— Start of Given passage —

- Developer: Off The Wall Productions
- Publisher: Capstone
- Programmers: C64 James A. Dorsman Richard Lamb Eric Harlow Mark Buda Amiga Scott Lahteine
- Composers: C64 Douglas E. Mackall James A. Dorsman
- Platforms: Commodore 64, Amiga, MS-DOS
- Release: Commodore 64 NA: 1989; MS-DOS NA: 1990; Amiga NA: 1991;
- Genre: Adventure
- Mode: Single-player

= Bill & Ted's Excellent Adventure (1989 video game) =

Bill & Ted's Excellent Adventure is a single player graphic adventure video game for the Commodore 64, Amiga, and MS-DOS. It was developed by Off the Wall Productions and published by Capstone Software. This video game is a part of the Bill & Ted franchise and the concept is based on the 1989 film Bill & Ted's Excellent Adventure.

— End of Given passage —
— Start of Rows —

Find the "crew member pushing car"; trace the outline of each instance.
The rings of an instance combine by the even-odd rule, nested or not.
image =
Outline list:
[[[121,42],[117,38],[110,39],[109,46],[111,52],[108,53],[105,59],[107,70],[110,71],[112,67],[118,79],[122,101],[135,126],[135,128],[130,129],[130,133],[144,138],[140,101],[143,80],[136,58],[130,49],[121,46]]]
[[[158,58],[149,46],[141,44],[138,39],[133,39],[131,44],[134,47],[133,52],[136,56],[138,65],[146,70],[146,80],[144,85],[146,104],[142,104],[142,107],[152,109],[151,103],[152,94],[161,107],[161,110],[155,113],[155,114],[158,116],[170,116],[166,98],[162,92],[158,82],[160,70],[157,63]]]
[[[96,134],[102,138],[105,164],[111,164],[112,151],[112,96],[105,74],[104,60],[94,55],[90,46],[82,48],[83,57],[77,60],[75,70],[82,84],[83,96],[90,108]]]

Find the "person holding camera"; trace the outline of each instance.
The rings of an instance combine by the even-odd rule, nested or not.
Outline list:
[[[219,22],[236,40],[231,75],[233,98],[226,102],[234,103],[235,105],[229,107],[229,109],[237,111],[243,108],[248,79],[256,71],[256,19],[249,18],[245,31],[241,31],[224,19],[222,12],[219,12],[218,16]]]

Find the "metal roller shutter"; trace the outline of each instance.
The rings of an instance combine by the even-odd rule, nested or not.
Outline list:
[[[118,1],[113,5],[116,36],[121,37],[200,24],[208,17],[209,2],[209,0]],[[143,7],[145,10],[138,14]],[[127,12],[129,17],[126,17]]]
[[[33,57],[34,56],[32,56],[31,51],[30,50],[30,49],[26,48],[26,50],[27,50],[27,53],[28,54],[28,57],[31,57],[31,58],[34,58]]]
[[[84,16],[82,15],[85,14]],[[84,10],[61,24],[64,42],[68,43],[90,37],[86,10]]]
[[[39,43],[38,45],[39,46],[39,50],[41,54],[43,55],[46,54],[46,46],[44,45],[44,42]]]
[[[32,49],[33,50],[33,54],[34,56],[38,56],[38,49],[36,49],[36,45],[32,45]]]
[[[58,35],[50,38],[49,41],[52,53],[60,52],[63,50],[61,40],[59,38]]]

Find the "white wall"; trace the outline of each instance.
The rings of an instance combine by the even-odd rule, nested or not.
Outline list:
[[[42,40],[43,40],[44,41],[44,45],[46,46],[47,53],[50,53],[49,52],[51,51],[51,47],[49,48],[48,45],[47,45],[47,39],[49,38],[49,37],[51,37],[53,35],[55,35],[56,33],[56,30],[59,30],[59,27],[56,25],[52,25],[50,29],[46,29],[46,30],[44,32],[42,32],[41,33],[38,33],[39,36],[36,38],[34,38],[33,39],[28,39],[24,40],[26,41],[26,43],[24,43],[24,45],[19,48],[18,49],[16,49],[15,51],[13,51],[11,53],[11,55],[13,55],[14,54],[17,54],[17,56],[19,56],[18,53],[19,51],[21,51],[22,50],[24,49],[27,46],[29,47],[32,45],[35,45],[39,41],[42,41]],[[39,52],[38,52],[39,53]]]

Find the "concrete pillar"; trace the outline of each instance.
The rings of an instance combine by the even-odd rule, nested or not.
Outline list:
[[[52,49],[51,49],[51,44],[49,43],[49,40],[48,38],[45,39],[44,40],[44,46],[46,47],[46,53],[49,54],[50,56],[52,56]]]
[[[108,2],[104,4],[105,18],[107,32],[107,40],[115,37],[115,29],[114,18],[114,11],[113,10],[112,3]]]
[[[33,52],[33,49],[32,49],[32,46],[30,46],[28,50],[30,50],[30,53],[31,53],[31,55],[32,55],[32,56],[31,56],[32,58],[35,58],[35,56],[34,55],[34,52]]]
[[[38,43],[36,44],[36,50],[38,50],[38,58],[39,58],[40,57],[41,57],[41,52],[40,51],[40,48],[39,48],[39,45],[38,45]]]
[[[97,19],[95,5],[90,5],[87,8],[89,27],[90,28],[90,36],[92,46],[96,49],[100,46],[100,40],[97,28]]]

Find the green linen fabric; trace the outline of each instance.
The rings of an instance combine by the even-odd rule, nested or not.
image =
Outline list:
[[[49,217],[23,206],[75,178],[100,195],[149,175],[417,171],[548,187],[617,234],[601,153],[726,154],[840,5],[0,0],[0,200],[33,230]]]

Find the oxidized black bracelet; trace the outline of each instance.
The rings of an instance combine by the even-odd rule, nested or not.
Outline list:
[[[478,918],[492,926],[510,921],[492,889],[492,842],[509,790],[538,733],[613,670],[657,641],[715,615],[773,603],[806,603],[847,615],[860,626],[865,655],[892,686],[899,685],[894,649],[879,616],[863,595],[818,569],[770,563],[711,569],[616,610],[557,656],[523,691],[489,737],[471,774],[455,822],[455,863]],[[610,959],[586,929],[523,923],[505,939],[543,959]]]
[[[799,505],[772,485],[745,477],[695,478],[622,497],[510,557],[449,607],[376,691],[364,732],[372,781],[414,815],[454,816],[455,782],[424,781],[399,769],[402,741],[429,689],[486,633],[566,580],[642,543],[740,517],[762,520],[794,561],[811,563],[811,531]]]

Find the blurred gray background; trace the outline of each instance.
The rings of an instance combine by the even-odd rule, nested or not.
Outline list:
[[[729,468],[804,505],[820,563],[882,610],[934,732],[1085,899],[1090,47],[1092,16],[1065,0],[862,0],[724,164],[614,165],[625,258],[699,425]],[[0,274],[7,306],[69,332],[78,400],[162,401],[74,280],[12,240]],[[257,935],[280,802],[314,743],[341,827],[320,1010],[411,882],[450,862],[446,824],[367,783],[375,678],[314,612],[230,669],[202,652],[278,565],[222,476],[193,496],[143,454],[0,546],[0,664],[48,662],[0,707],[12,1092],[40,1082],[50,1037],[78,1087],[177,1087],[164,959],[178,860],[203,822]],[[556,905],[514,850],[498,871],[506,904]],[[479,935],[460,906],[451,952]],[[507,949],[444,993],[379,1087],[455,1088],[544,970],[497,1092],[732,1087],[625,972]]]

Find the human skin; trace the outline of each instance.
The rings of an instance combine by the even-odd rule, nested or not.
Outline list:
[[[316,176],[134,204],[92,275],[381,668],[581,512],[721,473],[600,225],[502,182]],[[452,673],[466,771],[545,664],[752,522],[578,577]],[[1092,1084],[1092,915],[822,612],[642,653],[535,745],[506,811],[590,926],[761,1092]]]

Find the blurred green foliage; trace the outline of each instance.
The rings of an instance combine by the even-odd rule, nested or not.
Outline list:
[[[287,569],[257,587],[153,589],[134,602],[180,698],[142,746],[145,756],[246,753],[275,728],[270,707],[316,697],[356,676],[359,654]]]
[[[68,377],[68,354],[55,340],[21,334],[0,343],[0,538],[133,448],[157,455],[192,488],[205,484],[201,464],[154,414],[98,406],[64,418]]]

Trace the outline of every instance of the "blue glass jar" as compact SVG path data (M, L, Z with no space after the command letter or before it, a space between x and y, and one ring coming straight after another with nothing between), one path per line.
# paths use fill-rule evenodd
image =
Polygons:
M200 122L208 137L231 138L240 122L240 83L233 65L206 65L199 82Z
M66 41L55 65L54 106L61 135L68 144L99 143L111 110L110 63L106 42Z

— End of Rows —

▶ Things to do
- 1) According to the Bill & Ted video game text, in what year was the Amiga version released in North America?
- 2) Carry on writing the Bill & Ted video game text from its last sentence onward.

▶ Answers for the tasks
- 1) 1991

- 2)
==Gameplay==
The player controls both Bill and Ted as they travel through different time periods, collect artifacts, and talk to locals to help find the historical figures for their oral report in present-day San Dimas. As in the film, if player does not finish the game in a set amount of time, the player fails the history report, thus losing the game.

==Release==
Capstone started a trivia contest in Computer Gaming World magazine, consisting of 10 questions about the game. The reader had to answer the questions on a card and send it to Capstone. The first fifty readers to submit the most correct answers, won "Bill & Ted" T-shirts.

==See also==
- Bill & Ted's Excellent Video Game Adventure
- Bill & Ted's Excellent Game Boy Adventure
- Bill & Ted's Excellent Adventure (Atari Lynx video game)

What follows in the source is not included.